- Records of labeled points
>> Start

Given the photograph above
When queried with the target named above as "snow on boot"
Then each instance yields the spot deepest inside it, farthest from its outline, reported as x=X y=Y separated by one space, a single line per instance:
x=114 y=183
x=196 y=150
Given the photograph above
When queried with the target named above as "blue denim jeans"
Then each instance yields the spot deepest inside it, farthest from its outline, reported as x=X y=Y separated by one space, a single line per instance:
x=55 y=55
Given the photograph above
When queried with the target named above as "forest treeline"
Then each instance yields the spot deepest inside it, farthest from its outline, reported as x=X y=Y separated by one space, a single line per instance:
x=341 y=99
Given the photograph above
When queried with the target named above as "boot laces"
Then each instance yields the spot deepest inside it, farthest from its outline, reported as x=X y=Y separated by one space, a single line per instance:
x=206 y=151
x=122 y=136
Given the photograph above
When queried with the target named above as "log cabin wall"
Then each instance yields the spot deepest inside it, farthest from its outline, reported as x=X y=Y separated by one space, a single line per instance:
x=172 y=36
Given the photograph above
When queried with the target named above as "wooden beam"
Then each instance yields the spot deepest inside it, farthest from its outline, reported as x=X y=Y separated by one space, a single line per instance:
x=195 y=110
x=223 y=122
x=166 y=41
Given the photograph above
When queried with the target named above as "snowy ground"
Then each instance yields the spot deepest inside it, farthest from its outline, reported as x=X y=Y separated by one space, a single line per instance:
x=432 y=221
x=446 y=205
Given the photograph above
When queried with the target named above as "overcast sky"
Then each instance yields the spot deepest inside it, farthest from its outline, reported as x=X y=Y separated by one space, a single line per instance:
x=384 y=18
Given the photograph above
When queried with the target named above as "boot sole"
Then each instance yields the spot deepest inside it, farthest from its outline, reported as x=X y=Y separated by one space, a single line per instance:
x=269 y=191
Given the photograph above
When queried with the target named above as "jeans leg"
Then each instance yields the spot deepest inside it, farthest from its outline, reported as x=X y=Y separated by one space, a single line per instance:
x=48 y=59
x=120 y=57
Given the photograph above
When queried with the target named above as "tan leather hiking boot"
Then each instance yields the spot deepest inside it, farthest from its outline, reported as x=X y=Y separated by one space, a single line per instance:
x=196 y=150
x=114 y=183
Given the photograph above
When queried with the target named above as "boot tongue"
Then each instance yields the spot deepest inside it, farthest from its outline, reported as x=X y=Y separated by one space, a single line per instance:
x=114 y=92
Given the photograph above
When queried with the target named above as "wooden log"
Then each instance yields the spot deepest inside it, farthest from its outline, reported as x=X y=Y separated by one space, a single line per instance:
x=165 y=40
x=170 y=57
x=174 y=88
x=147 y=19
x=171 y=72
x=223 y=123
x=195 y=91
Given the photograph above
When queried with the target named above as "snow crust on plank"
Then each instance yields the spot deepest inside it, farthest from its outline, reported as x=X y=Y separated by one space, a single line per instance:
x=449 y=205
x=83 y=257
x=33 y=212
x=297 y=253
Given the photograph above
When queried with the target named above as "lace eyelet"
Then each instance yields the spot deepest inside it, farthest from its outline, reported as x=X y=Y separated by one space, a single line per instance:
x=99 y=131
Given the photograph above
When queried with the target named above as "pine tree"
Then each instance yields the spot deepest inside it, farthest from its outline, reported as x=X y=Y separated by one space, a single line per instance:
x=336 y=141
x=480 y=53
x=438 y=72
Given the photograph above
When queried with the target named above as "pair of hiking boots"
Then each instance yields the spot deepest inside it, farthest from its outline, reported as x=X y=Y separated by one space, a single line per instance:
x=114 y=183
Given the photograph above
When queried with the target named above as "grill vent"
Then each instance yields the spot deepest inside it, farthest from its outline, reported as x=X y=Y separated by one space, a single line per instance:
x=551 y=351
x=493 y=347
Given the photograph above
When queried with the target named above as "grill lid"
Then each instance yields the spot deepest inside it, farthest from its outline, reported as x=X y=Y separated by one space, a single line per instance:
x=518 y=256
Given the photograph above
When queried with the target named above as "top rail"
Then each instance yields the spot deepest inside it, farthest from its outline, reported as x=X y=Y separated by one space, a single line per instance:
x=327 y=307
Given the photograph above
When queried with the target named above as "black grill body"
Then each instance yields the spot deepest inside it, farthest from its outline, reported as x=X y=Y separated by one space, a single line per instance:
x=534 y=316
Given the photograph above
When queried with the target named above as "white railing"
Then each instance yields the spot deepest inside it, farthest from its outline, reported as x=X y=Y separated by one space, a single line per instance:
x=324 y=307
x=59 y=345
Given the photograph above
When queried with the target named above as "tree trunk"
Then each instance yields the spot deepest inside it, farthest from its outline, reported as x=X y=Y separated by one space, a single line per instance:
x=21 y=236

>> End

- Aim of the task
Would you restate each of the entries word for word?

- Exercise answer
Given the photograph above
When queried with the target named above as "snow on boot"
Then each instance yields the spot deepest inside it, farthest from its outline, reported as x=X y=Y separated by one space, a single line per instance:
x=114 y=183
x=196 y=150
Given the photograph above
When queried with the target named above as "blue denim jeans"
Then each instance yields the spot deepest inside it, farthest from its outline, reported as x=X y=Y separated by one space, a single line per instance:
x=55 y=55
Given the photograph above
When queried with the target named above as "forest treeline"
Then each instance yields the spot deepest inside it, farthest from its outline, reported as x=X y=Y separated by one space, a single line per instance:
x=341 y=99
Given the photograph above
When queried with the target named above as "boot laces"
Then each instance yields the spot deepest inside it, farthest from its outline, reported as x=X y=Y separated by one space, a single line per instance:
x=206 y=151
x=122 y=136
Given the photograph above
When queried with the target named above as "log cabin wall"
Then each instance yields the spot deepest inside it, farthest from its outline, reported as x=X y=Y separated by one space, a single line per instance:
x=172 y=36
Given the photograph above
When queried with the target named above as "wooden beam"
Then each instance yields the spot deepest inside it, farthest from its outline, reported as x=X y=Y separated by one space, a single line per instance:
x=195 y=110
x=223 y=122
x=166 y=41
Given the photograph above
When queried with the target named above as "snowy ground"
Then each instance yields the spot deepest inside it, farthest from its outline, reported as x=X y=Y separated by one space, a single line per instance:
x=432 y=221
x=446 y=205
Given the photograph above
When queried with the target named above as "overcast sky"
Then each instance yields the spot deepest inside it, farthest from its outline, reported as x=X y=Y separated by one space, a single line per instance:
x=384 y=18
Given the photograph above
When queried with the target named above as "boot sole"
Then each instance yields the spot deepest inside it, farthest from its outline, reported as x=X y=Y separated by one space, a single line per instance:
x=269 y=191
Given the photograph above
When queried with the target named above as "jeans leg"
Then each instance yields the spot deepest inside it, farthest from its outline, reported as x=X y=Y separated by one space, a single line per instance:
x=48 y=59
x=120 y=57
Given the photograph above
When queried with the target named above as "tan leather hiking boot"
Then each instance yields the spot deepest inside it, farthest from its outline, reported as x=X y=Y separated by one space, a single line per instance:
x=196 y=150
x=114 y=183
Given the photograph above
When queried with the target named above as "boot tongue"
Then each instance yields the spot deepest inside it, farthest from its outline, reported as x=X y=Y separated by one space, a single line per instance:
x=114 y=92
Given the photograph above
When queried with the target named above as "wooden log"
Then each instance yields the spot deepest inside it, farthest from its outline, reported as x=X y=Y separated by one space, a single line per instance:
x=165 y=40
x=170 y=57
x=174 y=88
x=147 y=19
x=171 y=72
x=223 y=123
x=195 y=91
Given the photograph above
When queried with the target named above as "snow crust on plank"
Then each instance yields the spot deepest inside it, farthest from its outline, reported as x=X y=Y separated by one space, a single line per instance:
x=449 y=205
x=83 y=257
x=33 y=212
x=297 y=253
Given the photograph above
When queried with the target named above as "lace eyelet"
Then each instance yields the spot deepest inside it, farthest from its outline, reported as x=X y=Y separated by one space, a single line per instance:
x=99 y=131
Given the photograph above
When queried with the target named above as "pine tree"
Then each instance yields the spot deepest inside it, farthest from its outline, reported as x=X y=Y separated by one space, a single line per instance:
x=336 y=141
x=480 y=53
x=438 y=72
Given the photograph above
When queried with the target named above as "pair of hiking boots"
Then each instance yields the spot deepest inside it, farthest from its outline, reported as x=X y=Y separated by one space, a single line per instance:
x=114 y=183
Given the photograph above
When queried with the target named above as "grill vent"
Then each instance yields the spot deepest inside it, farthest from its outline, reported as x=X y=Y separated by one space, a single line per instance:
x=551 y=351
x=493 y=347
Given the photograph above
When queried with the target named above as "grill lid"
Then each instance yields the spot deepest inside it, farthest from its outline, reported as x=X y=Y separated by one space, a single line per instance:
x=518 y=256
Given the photograph above
When queried with the target named above as "top rail"
Then each instance yields the spot deepest inside it, farthest from its outline, reported as x=X y=Y separated by one space, a single line per instance:
x=327 y=307
Given the photograph above
When queried with the target named above as "black grill body"
Then each instance yields the spot deepest inside it, farthest from its outline, reported as x=X y=Y separated by one space, a single line per instance:
x=534 y=316
Given the photograph above
When queried with the target named above as "white railing"
Then each instance yields the spot deepest inside it, farthest from its outline, reported as x=X y=Y separated by one space, a single line per instance:
x=324 y=307
x=59 y=345
Given the photograph above
When queried with the target named above as "tree trunk"
Then each instance yields the spot deepest inside it, farthest from its outline, reported as x=X y=Y separated by one space, a single line per instance:
x=21 y=236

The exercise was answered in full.